* [What to do]:
• A. Translate this sentence from the snow blower thread into Spanish: "It was in my own driveway down by the road."
• B. Edit the snow blower thread, starting with "## pogobill (Jan" and going on through "before the snow?", so that "trash" becomes "garbage".

* [Text segment]:
# Here’s a new one . . .



## marc_hanna (Apr 10, 2017)

My front mount snow blower got clogged up with disposable masks and sheared the pin on the impeller shaft.


----------



## pogobill (Jan 31, 2012)




----------



## bontai Joe (Sep 16, 2003)

That is a ^%$#@&*?! moment! I am assuming you were not at home? Or did someone dump their trash on your land before the snow?


----------



## marc_hanna (Apr 10, 2017)

It was in my own driveway down by the road. So, it could have been anyone.


----------



## BigT (Sep 15, 2014)

Certain people throw things out of their vehicles, and it is my opinion that they intentionally target the nicer entrances, because they are envious/jealous or just naturally spiteful. I pick up empty beer cans, soda cans, plastic containers, and miscellaneous materials at my entrance all the time.


----------



## LouNY (Dec 15, 2016)

More horsepower and a bigger blower 😂


----------



## marc_hanna (Apr 10, 2017)

BigT said:


> Certain people throw things out of their vehicles, and it is my opinion that they intentionally target the nicer entrances, because they are envious/jealous or just naturally spiteful. I pick up empty beer cans, soda cans, plastic containers, and miscellaneous materials at my entrance all the time.


There will always be those people who believe that people who worked hard and made a lot of sacrifices and finally earned a good living somehow stole it from others, but then there’s also those people who are just disrespectful and don’t care. We just have to hope that the hardworkers always outnumber the others - for the sake of humanity and for the sake of the economy.


----------



## marc_hanna (Apr 10, 2017)

LouNY said:


> More horsepower and a bigger blower 😂
> View attachment 71269


I have a larger tractor that I push the snow around with, and I have hummed and hawed about getting a blower for it. Ideally, i would like a front mount for it too - maybe after I get my 3rd function project completed.


----------



## TX MX5200 (May 12, 2020)

Simply put, many people are slobs who don’t respect others or their own property. I more and maintain the state easement in front my property which is where slobs throw their trash. I pick up a five gallon bucket of it weekly.

I was lucky to have one sap throw out his trash with his address on several pieces...I loaded up all and delivered it to his yard with a note to call me with any questions as they refused to answer the door.


----------



## marc_hanna (Apr 10, 2017)

That’s a good one. I only get coffee cups and beer bottles. . . and now masks.


----------

* [Data shown]:
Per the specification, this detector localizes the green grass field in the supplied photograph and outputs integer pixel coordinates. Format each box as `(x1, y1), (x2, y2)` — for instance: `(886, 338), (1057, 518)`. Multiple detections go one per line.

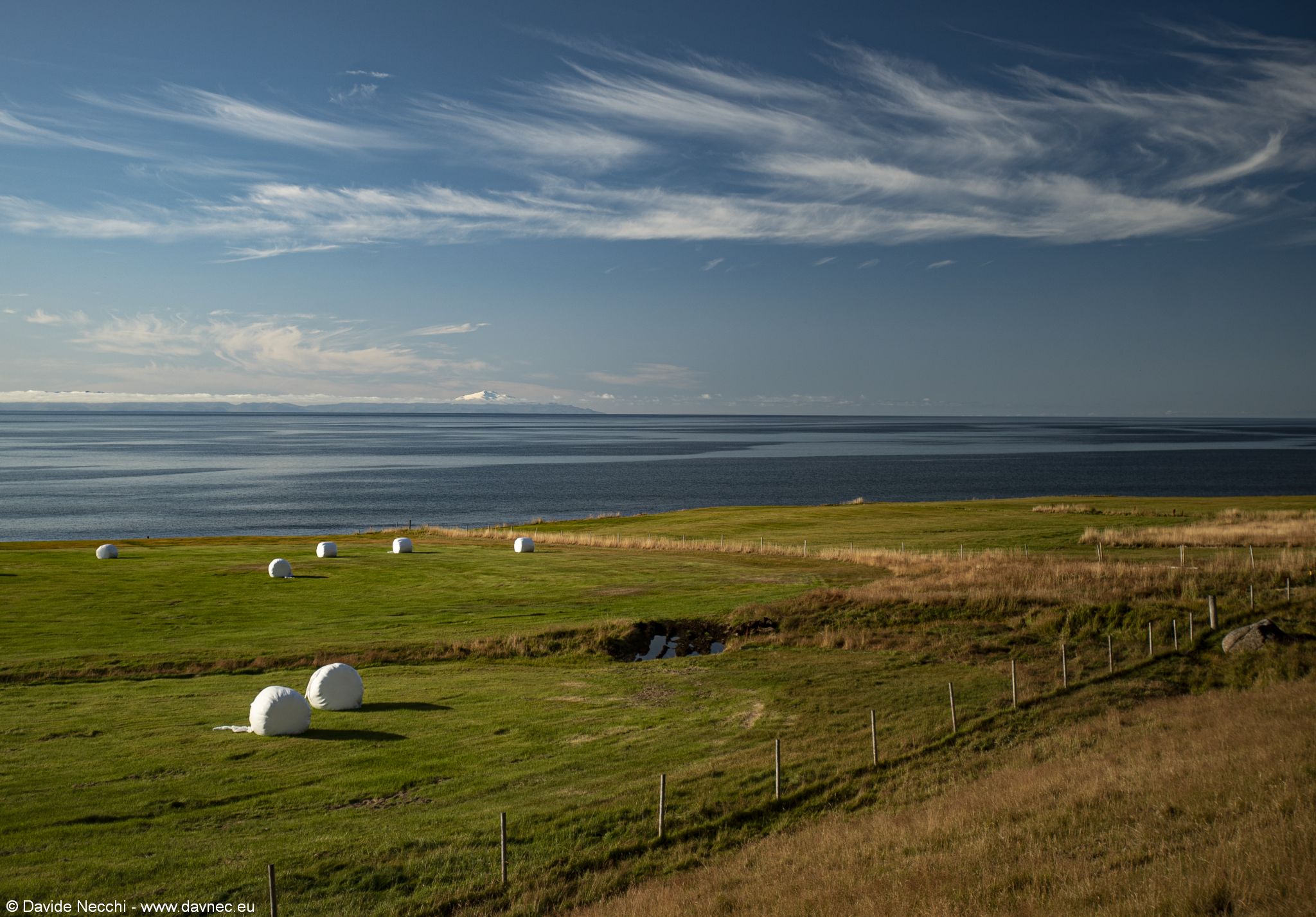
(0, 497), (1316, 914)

* [Exercise answers]:
• A. Estaba en mi propia entrada para autos, junto a la carretera.

• B.
## pogobill (Jan 31, 2012)




----------



## bontai Joe (Sep 16, 2003)

That is a ^%$#@&*?! moment! I am assuming you were not at home? Or did someone dump their garbage on your land before the snow?